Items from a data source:
## Begin
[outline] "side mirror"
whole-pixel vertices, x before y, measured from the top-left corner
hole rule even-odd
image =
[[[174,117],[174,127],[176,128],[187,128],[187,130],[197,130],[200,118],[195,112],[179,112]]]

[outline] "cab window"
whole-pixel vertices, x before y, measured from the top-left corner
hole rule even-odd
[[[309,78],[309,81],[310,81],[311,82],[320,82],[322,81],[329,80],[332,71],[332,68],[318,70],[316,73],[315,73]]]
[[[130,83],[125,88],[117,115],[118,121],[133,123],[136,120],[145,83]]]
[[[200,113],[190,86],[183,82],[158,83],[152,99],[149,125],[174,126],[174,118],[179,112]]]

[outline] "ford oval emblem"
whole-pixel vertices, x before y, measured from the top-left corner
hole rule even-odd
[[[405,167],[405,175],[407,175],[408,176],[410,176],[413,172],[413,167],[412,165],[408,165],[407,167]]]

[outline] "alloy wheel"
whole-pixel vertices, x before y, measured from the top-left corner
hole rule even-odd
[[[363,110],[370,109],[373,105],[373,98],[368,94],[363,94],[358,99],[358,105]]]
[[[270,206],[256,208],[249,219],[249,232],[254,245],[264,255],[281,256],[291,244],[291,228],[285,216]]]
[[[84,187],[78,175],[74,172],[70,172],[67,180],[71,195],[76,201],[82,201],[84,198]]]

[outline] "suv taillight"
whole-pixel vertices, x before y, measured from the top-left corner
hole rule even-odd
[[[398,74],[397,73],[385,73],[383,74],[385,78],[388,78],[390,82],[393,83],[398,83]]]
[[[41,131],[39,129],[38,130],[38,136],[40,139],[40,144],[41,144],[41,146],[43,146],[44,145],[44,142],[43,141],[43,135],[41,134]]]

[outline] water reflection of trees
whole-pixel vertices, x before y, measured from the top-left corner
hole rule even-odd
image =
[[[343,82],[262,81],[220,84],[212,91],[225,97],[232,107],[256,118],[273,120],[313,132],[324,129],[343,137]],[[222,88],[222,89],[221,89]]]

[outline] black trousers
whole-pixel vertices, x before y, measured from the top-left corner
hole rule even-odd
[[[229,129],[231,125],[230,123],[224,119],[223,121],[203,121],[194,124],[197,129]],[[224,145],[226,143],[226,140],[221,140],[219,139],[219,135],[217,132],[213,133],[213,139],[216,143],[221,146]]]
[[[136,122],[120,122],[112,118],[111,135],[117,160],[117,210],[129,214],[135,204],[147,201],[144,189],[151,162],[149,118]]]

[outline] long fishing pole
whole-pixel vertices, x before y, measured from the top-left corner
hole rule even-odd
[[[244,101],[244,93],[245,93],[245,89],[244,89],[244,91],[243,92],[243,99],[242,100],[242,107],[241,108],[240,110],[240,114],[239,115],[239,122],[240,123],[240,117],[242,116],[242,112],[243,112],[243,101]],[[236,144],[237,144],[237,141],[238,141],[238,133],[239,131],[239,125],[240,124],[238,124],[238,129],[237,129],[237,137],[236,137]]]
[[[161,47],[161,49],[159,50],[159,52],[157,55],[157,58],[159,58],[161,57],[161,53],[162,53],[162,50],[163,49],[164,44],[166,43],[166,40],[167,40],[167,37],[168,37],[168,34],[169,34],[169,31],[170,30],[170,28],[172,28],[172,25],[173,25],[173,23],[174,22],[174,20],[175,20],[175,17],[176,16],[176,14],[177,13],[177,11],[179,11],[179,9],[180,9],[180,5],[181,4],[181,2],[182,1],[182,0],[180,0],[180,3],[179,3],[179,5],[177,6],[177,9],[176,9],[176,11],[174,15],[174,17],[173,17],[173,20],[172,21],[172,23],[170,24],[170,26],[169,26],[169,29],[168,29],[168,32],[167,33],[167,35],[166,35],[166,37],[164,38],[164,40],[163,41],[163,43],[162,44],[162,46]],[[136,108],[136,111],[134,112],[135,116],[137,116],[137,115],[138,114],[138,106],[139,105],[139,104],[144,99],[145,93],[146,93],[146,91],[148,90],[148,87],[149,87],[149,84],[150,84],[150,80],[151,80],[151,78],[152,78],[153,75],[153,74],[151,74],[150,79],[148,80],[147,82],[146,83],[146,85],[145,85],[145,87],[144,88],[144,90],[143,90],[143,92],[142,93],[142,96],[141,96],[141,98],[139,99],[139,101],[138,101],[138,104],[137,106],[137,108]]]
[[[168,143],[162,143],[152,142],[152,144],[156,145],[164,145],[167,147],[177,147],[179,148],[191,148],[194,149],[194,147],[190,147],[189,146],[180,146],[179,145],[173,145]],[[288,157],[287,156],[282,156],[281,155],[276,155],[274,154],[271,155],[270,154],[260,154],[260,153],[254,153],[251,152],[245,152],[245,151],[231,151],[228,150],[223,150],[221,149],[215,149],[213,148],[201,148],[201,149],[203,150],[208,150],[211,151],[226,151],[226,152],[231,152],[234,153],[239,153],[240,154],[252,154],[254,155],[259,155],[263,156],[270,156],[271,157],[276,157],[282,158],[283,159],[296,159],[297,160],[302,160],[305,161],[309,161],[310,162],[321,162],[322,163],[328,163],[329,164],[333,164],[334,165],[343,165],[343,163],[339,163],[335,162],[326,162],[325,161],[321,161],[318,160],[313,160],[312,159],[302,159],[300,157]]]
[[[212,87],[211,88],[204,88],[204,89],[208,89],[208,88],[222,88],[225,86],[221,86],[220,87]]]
## End
GIVEN EXERCISE: Show every line of the material above that contains the word "outline".

TASK OUTPUT:
[outline] "side mirror"
[outline] "cab window"
[outline] "ford oval emblem"
[outline] "alloy wheel"
[outline] "suv taillight"
[outline] water reflection of trees
[outline] black trousers
[outline] long fishing pole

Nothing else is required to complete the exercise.